■ **ARBEITSAUFTRAG**
Drucke aus dem Text über Demenz und Charakterveränderung alles von "Der Charakter eines Menschen kann sich verändern" bis hinunter zu "sexuellen Übergriffigkeit gehen." unverändert ab.

***** ANGEZEIGTER TEXT

Die Folge einer durch altersbedingte Gefäßveränderung verursachten Demenz in Verbindung mit einem dadurch ausgelösten Eifersuchtswahn, wie ein Gutachter vor Gericht erklärt hatte.

Der Charakter eines Menschen kann sich verändern

Dr. Rudolf Groß, Chef der Klinik für Psychiatrie und Psychotherapie am Marien-Hospital (SMH), kennt den konkreten Fall nicht, schätzt ihn aber als absolute Ausnahme ein. Doch ganz allgemein sagt er: „Der Charakter eines Menschen kann sich im Alter im Zusammenhang mit einer Demenz verändern.“ In seiner Klinik für Psychiatrie und Psychotherapie werden etwa 15 % ältere Patienten behandelt, die Verhaltensauffälligkeiten zeigen. Anlage und Umwelt formen die Persönlichkeit eines Menschen, ein Charakterzug könne sich durch eine Demenz durchaus stärker ausprägen, sagt Groß: „So wird ein sparsamer Mensch im Alter vielleicht geizig, ein konsequenter Mensch fällt durch Altersstarrsinn auf.“ Es könne auch sein, dass eine immer umgängliche und taktvolle Person eine Distanzlosigkeit entwickle, das könne bis hin zur sexuellen Übergriffigkeit gehen.

Doch immer müsse man den Einzelfall sehen: „Ein Charakter kann sich auch ohne ein Krankheitsbild verändern“, betont Groß.

**********
***** VORLIEGENDE DATENSÄTZE

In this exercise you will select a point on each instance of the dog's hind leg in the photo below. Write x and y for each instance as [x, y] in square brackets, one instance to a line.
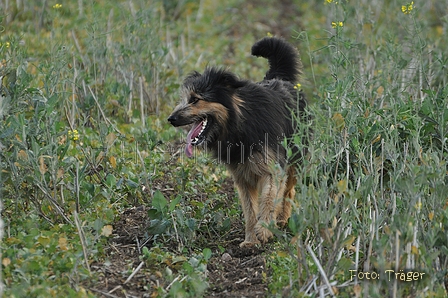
[290, 192]
[249, 201]
[272, 188]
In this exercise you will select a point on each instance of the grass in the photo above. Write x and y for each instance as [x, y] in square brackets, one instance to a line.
[86, 88]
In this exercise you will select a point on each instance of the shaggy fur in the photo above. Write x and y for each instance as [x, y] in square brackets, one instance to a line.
[242, 124]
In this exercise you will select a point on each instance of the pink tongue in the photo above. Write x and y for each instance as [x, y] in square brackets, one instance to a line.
[193, 133]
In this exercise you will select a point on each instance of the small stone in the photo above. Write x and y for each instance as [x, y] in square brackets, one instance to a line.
[226, 257]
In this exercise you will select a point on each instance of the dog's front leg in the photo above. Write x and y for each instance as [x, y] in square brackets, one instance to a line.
[249, 201]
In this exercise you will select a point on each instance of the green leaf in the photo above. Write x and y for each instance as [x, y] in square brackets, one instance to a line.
[158, 226]
[159, 202]
[174, 202]
[207, 253]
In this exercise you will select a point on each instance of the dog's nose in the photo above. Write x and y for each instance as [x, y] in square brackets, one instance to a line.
[172, 119]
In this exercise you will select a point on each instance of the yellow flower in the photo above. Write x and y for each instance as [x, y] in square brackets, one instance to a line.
[337, 24]
[73, 135]
[406, 9]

**********

■ **ANTWORTFELD**
Der Charakter eines Menschen kann sich verändern

Dr. Rudolf Groß, Chef der Klinik für Psychiatrie und Psychotherapie am Marien-Hospital (SMH), kennt den konkreten Fall nicht, schätzt ihn aber als absolute Ausnahme ein. Doch ganz allgemein sagt er: „Der Charakter eines Menschen kann sich im Alter im Zusammenhang mit einer Demenz verändern.“ In seiner Klinik für Psychiatrie und Psychotherapie werden etwa 15 % ältere Patienten behandelt, die Verhaltensauffälligkeiten zeigen. Anlage und Umwelt formen die Persönlichkeit eines Menschen, ein Charakterzug könne sich durch eine Demenz durchaus stärker ausprägen, sagt Groß: „So wird ein sparsamer Mensch im Alter vielleicht geizig, ein konsequenter Mensch fällt durch Altersstarrsinn auf.“ Es könne auch sein, dass eine immer umgängliche und taktvolle Person eine Distanzlosigkeit entwickle, das könne bis hin zur sexuellen Übergriffigkeit gehen.